===== EXTRAIT DU DOCUMENT =====

Centenaire
de l’arrivée des migrants polonais dans le Bassin minier
Exposition
octobre 2019
Les
écoles polonaises
L’immigration
polonaise
Le
conflit de 14-18 laisse la France exsangue de ses travailleurs, elle doit
trouver de la main d’œuvre et, de fait, elle signe avec la Pologne restaurée
une convention fixant le cadre d’une émigration d’ouvriers polonais de
Westphalie-Rhénanie et de Pologne. Le gouvernement polonais laisse les pleins
pouvoirs aux autorités françaises quant à la gestion de ses ressortissants sur
le sol français. Malheureusement, la convention omet d’aborder le problème de
l’instruction des enfants d’immigrés polonais.
Cet oubli ouvrira une longue
période d’incertitude et de tractations infructueuses tendant vers
l’organisation de cours de polonais dans les écoles primaires françaises,
notamment dans les cités minières où ces immigrés étaient regroupés. La demande de
diverses associations à caractère patriotique et religieux proches de l’église
polonaise fut dès lors forte. L’intervention des prêtres et des autorités
consulaires se fit plus pressante, si bien que les Compagnies minières privées
recrutèrent des instituteurs parmi les rares intellectuels présents en France
entre 1922 et 1923, en faisant venir aussi de nouveaux de Pologne… sans l’aval
des académies, évidemment.

===== LISTE DES ENTRÉES =====

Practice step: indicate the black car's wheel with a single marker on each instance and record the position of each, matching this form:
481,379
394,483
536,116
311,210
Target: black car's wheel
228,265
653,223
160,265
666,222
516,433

=====

*CONSIGNES*
1 - Les affirmations (a), (b) et (c) concordent-elles avec l'extrait sur l'immigration polonaise ? Répondez par oui ou par non à chacune, en citant les mots de l'extrait qui tranchent.
(a) La convention signée avec la Pologne réglait la question de l'instruction des enfants d'immigrés polonais.
(b) Le gouvernement polonais confiait aux autorités françaises la gestion de ses ressortissants en France.
(c) Les Compagnies minières privées recrutèrent des instituteurs avec l'accord des académies.
2 - Repérez dans les entrées chaque ligne où figure la chaîne « wheel », puis recopiez-la.
Ces entrées n'ont aucun lien avec l'extrait.

*CORRIGÉ PAR EXERCICE*
1 -
(a) Non : « la convention omet d’aborder le problème de l’instruction des enfants d’immigrés polonais ».
(b) Oui : « Le gouvernement polonais laisse les pleins pouvoirs aux autorités françaises quant à la gestion de ses ressortissants sur le sol français ».
(c) Non : « sans l’aval des académies, évidemment ».

2 -
Practice step: indicate the black car's wheel with a single marker on each instance and record the position of each, matching this form:
Target: black car's wheel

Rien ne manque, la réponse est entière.